Records excerpted from a collection
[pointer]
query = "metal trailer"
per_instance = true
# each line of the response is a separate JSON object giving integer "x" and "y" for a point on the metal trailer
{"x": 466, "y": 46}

EXERCISE AIM
Return all of the data precisely as it appears.

RESULT BELOW
[pointer]
query = "metal trailer"
per_instance = true
# each line of the response is a separate JSON object giving integer "x" and "y" for a point on the metal trailer
{"x": 466, "y": 46}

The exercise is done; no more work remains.